__Given problem__.
Convert every row below into a two-column CSV with the headers "prompt" and "boxes", one CSV line per row. Put the row's text and its answer each in a single quoted field, with line breaks replaced by spaces.

=== Extracted records ===

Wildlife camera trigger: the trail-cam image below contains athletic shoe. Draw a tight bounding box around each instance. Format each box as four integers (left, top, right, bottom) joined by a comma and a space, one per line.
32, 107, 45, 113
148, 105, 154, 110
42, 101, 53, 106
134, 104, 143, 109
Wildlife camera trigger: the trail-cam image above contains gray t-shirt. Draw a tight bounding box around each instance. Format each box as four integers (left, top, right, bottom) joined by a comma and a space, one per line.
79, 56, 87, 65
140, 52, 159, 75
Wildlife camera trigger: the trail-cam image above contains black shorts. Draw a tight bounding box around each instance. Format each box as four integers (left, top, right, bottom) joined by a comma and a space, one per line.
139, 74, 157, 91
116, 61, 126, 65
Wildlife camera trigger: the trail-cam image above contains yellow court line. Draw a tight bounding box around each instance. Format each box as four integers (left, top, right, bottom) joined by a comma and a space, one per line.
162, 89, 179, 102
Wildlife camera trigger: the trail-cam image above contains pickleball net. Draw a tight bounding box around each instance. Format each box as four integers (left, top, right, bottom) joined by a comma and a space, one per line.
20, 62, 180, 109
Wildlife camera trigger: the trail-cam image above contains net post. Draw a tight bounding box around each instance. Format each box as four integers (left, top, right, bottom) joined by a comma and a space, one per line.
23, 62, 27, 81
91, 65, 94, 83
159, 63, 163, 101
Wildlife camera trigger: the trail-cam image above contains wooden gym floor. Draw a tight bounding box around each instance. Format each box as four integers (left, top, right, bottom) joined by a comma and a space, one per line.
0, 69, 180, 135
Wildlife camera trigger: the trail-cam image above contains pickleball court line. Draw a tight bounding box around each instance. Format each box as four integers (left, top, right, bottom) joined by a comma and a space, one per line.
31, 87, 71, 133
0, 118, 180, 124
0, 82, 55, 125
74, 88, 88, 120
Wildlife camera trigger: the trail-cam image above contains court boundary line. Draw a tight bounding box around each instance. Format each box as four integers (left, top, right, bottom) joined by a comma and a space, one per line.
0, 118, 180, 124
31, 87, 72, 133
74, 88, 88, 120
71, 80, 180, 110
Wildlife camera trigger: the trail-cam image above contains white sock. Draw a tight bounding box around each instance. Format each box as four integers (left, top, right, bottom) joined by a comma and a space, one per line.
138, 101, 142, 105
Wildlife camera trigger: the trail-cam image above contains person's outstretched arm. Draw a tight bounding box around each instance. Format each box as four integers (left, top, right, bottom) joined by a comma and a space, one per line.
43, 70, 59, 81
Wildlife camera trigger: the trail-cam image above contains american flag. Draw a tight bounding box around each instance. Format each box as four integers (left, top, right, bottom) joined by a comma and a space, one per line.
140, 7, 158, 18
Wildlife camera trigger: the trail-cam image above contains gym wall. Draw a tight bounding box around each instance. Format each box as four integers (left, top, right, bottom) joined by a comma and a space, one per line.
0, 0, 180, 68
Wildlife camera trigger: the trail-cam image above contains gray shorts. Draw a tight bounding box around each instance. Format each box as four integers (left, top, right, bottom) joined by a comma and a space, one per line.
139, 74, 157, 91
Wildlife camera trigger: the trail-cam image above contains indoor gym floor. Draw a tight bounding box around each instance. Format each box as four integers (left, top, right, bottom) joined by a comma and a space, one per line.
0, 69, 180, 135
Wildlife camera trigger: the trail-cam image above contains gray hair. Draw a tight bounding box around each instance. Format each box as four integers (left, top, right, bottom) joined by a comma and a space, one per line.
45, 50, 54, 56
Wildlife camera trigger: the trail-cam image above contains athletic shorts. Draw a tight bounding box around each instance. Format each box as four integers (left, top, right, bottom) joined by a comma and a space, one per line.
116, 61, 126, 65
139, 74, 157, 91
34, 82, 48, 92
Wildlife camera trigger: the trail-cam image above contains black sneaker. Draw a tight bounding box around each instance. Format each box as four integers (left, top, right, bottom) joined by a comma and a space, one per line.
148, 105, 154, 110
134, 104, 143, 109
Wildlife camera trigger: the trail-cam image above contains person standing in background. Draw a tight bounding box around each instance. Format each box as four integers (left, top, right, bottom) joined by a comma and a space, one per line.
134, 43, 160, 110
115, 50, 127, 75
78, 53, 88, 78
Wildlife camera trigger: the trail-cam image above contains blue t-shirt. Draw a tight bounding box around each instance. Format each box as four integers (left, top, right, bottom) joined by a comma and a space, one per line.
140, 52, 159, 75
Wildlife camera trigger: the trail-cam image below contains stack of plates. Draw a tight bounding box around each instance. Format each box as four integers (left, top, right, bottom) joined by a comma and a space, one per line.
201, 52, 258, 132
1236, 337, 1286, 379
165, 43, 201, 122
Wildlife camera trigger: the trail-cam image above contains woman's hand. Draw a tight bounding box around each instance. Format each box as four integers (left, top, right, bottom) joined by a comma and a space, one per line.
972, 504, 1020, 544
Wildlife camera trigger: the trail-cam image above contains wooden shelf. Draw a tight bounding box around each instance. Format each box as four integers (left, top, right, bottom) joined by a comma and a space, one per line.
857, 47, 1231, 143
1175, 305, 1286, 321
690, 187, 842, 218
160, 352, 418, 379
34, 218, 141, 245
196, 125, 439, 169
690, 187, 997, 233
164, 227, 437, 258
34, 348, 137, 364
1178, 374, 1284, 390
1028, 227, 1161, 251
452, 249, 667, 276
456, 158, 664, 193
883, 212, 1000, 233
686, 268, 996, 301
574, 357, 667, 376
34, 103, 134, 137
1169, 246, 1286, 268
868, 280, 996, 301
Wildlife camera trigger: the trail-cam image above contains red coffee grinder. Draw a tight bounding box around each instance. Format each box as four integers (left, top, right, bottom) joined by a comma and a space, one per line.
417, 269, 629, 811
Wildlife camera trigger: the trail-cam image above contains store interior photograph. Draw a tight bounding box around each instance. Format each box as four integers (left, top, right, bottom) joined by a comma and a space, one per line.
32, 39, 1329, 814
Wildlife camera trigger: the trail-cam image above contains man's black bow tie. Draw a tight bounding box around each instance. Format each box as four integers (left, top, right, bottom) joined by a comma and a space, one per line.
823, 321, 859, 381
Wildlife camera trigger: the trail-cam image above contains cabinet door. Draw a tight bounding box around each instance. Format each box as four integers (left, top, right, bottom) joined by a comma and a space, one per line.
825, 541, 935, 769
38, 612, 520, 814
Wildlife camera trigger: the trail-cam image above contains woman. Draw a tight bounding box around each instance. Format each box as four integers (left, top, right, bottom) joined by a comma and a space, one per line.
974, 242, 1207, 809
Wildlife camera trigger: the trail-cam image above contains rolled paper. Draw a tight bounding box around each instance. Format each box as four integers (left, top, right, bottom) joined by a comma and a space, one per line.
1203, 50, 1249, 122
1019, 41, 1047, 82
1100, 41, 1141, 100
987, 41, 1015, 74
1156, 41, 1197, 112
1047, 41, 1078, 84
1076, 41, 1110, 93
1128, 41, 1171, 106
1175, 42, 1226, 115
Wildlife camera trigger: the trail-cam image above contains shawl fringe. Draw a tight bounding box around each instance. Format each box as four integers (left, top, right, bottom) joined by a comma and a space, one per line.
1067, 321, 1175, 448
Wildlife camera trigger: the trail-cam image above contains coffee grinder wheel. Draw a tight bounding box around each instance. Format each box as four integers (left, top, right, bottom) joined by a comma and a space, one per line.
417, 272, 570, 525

===

__Written response__.
prompt,boxes
"Wildlife camera trigger: the trail-cam image below contains athletic shoe. Draw a tight bounding box around each instance. Format each box as four integers (left, top, right, bottom) joined by a comma and a space, one per line.","32, 107, 45, 113 148, 105, 154, 110 42, 101, 53, 106 134, 104, 143, 109"
"Wildlife camera trigger: the trail-cam image above contains gray t-shirt. Draw a tight bounding box around each instance. Format each box as four integers (left, top, right, bottom) joined by a comma and a space, one per line.","79, 56, 87, 65 140, 52, 159, 75"
"Wildlife camera trigger: the trail-cam image above contains black shorts. Draw a tight bounding box around each instance. Format each box as four integers (left, top, right, bottom) joined by a comma and a space, one per line.","139, 74, 157, 91 116, 61, 126, 65"
"Wildlife camera trigger: the trail-cam image above contains yellow court line. Draw a tight bounding box around each instance. Format each box as four integers (left, top, right, bottom) joined by a comma and a space, one per line.","162, 89, 179, 102"
"Wildlife camera trigger: the trail-cam image above contains pickleball net. Draw a tight bounding box around each instance. Format each box as four integers (left, top, right, bottom) joined by a comma and a space, one per line.","20, 62, 180, 109"
"Wildlife camera trigger: the trail-cam image above contains net post. Draw a tight bounding box around each instance. Format each box as four integers (left, top, right, bottom) joined by a comma and a space, one per line.","23, 62, 27, 81 91, 65, 94, 83 159, 63, 163, 101"
"Wildlife camera trigger: the trail-cam image above contains wooden gym floor. Draw a tight bounding box around each instance. Format each box as four integers (left, top, right, bottom) joined by a comma and a space, one per line.","0, 69, 180, 135"
"Wildlife camera trigger: the trail-cam image above contains pickleball court line. Draw a tight bounding box around each instance. Format each box as four integers (left, top, right, bottom) joined by a comma and a space, one per line.","31, 87, 71, 133 0, 118, 180, 124 0, 82, 55, 125 74, 88, 88, 120"
"Wildlife camera trigger: the trail-cam image above contains court boundary line. Draw a tight bounding box around each instance. Format each box as four integers (left, top, right, bottom) joined by a comma and a space, one per line.","0, 118, 180, 124 31, 87, 72, 133 74, 88, 88, 120 71, 80, 180, 110"
"Wildlife camera trigger: the trail-cam image above contains white sock. Draw a tight bounding box around each instance. Format each box as four integers (left, top, right, bottom) joined by a comma and a space, one per line.","138, 101, 142, 105"
"Wildlife camera trigger: the trail-cam image above contains person's outstretched arm. Draw a tight bounding box around each instance. Format each box as four integers (left, top, right, bottom) joined by a comma and a space, one per line.","43, 70, 59, 81"
"Wildlife camera trigger: the trail-cam image above contains american flag. Draw a tight bounding box around each instance. Format each box as four integers (left, top, right, bottom) joined by a comma and a space, one per line.","140, 7, 158, 18"
"Wildlife camera trigger: the trail-cam image above contains gym wall. Draw a tight bounding box around each instance. Format each box as four integers (left, top, right, bottom) joined by a comma and a space, one per line.","0, 0, 180, 68"
"Wildlife camera trigger: the trail-cam image above contains gray shorts. Draw a tight bounding box around each instance. Format each box as four integers (left, top, right, bottom) joined by a comma and a space, one per line.","139, 74, 157, 91"
"Wildlife camera trigger: the trail-cam image above contains indoor gym floor. Draw a tight bounding box around each instance. Format each box as four integers (left, top, right, bottom) joined by a comma and a space, one per line.","0, 69, 180, 135"
"Wildlife camera trigger: the trail-cam image above contains gray hair. Draw a tight bounding box around each instance. Format each box as four integers (left, top, right, bottom) joined by a comma and a space, one per line.","45, 50, 54, 56"
"Wildlife camera trigger: the trail-cam image above contains athletic shorts. Draw a tight bounding box around each instance. Format each box as four integers (left, top, right, bottom) joined by a comma and a space, one per line.","116, 61, 126, 65 139, 74, 157, 91 34, 82, 48, 92"
"Wildlife camera trigger: the trail-cam image above contains black sneaker. Draw a tight bounding box around each instance. Format each box as four integers (left, top, right, bottom) joined by a comma and a space, one per line.","148, 105, 154, 110 134, 104, 143, 109"
"Wildlife camera trigger: the trail-cam image above contains person standing in background. Draw a tight bounding box around each instance. Format each box as four integers (left, top, right, bottom) joined by a comma and a space, one per line.","134, 43, 160, 110 115, 50, 127, 75 78, 53, 88, 78"
"Wildlife camera trigger: the trail-cam image above contains blue t-shirt. Draw a tight bounding box around each instance. Format each box as four integers (left, top, right, bottom) joined by a comma and a space, one per line.","140, 52, 159, 75"
"Wildlife camera trigger: the trail-cam image below contains stack of plates. Draw a tight bounding box around each instance. Format each box as four integers (left, top, right, bottom) joined by a comma and a space, one per line.","201, 52, 258, 132 1236, 337, 1286, 379 165, 43, 201, 122"
"Wildlife camera trigger: the trail-cam image above contains woman's hand. Draw a tight bounding box around each instance. Format each box as four integers (left, top, right, bottom) joined by a comma and a space, one per line.","972, 504, 1020, 544"
"Wildlife camera trigger: the trail-cam image above contains wooden shelf. Draw a tight bounding box around each instance. Format each box as four integers (left, top, right, bottom) joined by a comma and a space, one per line.","857, 47, 1231, 143 1175, 305, 1286, 321 690, 187, 842, 218 160, 352, 418, 379 34, 218, 141, 245 196, 125, 439, 169 690, 187, 997, 233 164, 227, 437, 258 34, 348, 137, 364 1178, 374, 1284, 390 1028, 227, 1161, 251 452, 249, 667, 276 456, 158, 664, 193 883, 212, 1000, 233 686, 268, 996, 301 574, 357, 667, 376 34, 103, 134, 137 1169, 246, 1286, 268 868, 280, 996, 301"
"Wildlife camera trigger: the trail-cam image above contains red coffee grinder. Draw a tight bounding box around each instance. Format each box as four integers (left, top, right, bottom) joined by a comma and a space, one per line.","417, 269, 629, 811"
"Wildlife camera trigger: the trail-cam image above contains store interior photograph. Draw a tight bounding box around each instance. Format each box as four integers (left, top, right, bottom) joined by a comma and a space, one per line.","32, 39, 1329, 814"
"Wildlife camera trigger: the trail-cam image above contains man's black bow tie. Draw a tight bounding box around each instance. Format each box as four integers (left, top, right, bottom) joined by a comma and a space, one per line.","823, 321, 859, 381"
"Wildlife camera trigger: the trail-cam image above contains cabinet door. Draw a tight bounding box around each instance. Format each box as four integers (left, top, right, bottom) joined by a comma and a space, one per line.","825, 541, 935, 769 38, 612, 520, 814"
"Wildlife camera trigger: the trail-cam image above contains woman. Draw a tight bounding box around each instance. Format each box as four integers (left, top, right, bottom) joined by a comma and a space, one per line.","974, 242, 1207, 809"
"Wildlife camera trigger: the trail-cam image above contains rolled paper. Draw a tight bounding box around each instance. Format each box as four integers (left, top, right, bottom) joined by a comma and a space, one per line.","1203, 50, 1249, 122 1019, 41, 1047, 82 1100, 41, 1141, 100 987, 41, 1015, 74 1156, 41, 1197, 112 1047, 41, 1078, 84 1076, 41, 1110, 93 1128, 41, 1171, 106 1175, 42, 1226, 115"
"Wildlife camera trigger: the trail-cam image above contains shawl fringe. Draw a tight bounding box around each instance. Format each box as four integers (left, top, right, bottom) joined by a comma and a space, one per line.","1067, 321, 1175, 448"
"Wildlife camera trigger: the trail-cam image above contains coffee grinder wheel. Draw a tight bounding box around each instance. Format each box as four integers (left, top, right, bottom) joined by a comma and a space, one per line.","417, 272, 570, 525"